::: Selected excerpt

Legislation and regulation of foods is key to ensuring that you can have confidence in the safety of the food you eat. Because of this, the European Union (as well as other national and international governments) have in place Food Law. Under EU Food Law, food businesses are legally responsible for the safety of the food they produce, transport, store or sell.
What is a food business?
A food business is defined as any undertaking, whether carried out for profit or not, and whether public or private, involved in any of the following activities:
preparation of food or beverages
processing of food or beverages
manufacture of food or beverages
packaging of food or beverages
storage of food or beverages
transportation/distribution of food or beverages
handling of food or beverages
offering food or beverages for sale
A food business might be a bakery, a chocolate shop, a supermarket, a cafe or restaurant, a bar, or a home caterer, to name but a few.
Protecting the consumer
The statement of principles on which EU Food Law is established includes the statement that ‘European citizens need to have access to safe and wholesome food of highest standards.’ The ultimate objective is to protect consumer life and health.
EU Food Law also considers other consumer rights and protections, including ensuring traceability of food products so that you can be certain that food you buy is what it claims to be on its label. It also legislates other aspects of food labelling, including nutritional labelling, health claims and identifying potential allergens. More information on food allergens, what they are, how they occur and how associated risks are managed can be found here.
Why is this needed?
Several food safety crises in the 1990s, including the BSE (Bovine spongiform encephalopathy or ‘mad cow disease’) crisis in the UK and the dioxin animal feed contamination problem in Belgium, highlighted that better control of the food system was needed to ensure consumer confidence and protection. It drove the adoption of a more objective, scientific approach to risk analysis to avoid the more political risk management decisions that had led to slow responses with respect to risk assessment, management and communication.
The impact of Food Law on how food is made
We have said that EU Food Law places the responsibility on food businesses, including processors and manufacturers, to ensure food safety. This is based on the principle of risk analysis in relation to food and supported by scientific and technical evaluations, which are undertaken by the European Food Safety Authority (EFSA). EFSA adopts the view that food safety must be underpinned by strong science.
As a result, food businesses use a system called Hazard Analysis and Critical Control Points (HACCP) to ensure foods are safe. HACCP was originally pioneered by NASA in the 1960s to ensure the safety of foods for their space programme. It is based on identifying potential hazards that could put at risk the safety of food. Hazards can include physical (eg glass or metal), chemical (eg pesticide residues), and/or microbiological (eg bacteria or moulds) contamination which may have the potential, as in the case of microbiological hazards, to lead to food poisoning outbreaks or might be more of more isolated risk to a small group of consumers, as in the case of physical contamination.
In HACCP, identified hazards are linked to Critical Control Points, which are checks or processes that are put in place to mitigate the hazard. In terms of processes we have looked at in this course, many would be used as CCPs in a well-designed food process. Thermal processes like those used in pasteurisation or canning, not only eliminate bacteria that can cause spoilage, they also ensure that life-threatening bacteria are eliminated.

::::::
::: Data shown

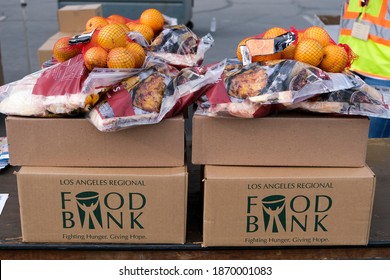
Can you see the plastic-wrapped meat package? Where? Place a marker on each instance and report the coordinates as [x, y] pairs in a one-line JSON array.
[[180, 47], [364, 100], [53, 91], [153, 93], [256, 89]]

::::::

Exercise description
Can you set down, word for word, the part of the EU Food Law text starting at "What is a food" and ending at "life and health."?

Task response
What is a food business?
A food business is defined as any undertaking, whether carried out for profit or not, and whether public or private, involved in any of the following activities:
preparation of food or beverages
processing of food or beverages
manufacture of food or beverages
packaging of food or beverages
storage of food or beverages
transportation/distribution of food or beverages
handling of food or beverages
offering food or beverages for sale
A food business might be a bakery, a chocolate shop, a supermarket, a cafe or restaurant, a bar, or a home caterer, to name but a few.
Protecting the consumer
The statement of principles on which EU Food Law is established includes the statement that ‘European citizens need to have access to safe and wholesome food of highest standards.’ The ultimate objective is to protect consumer life and health.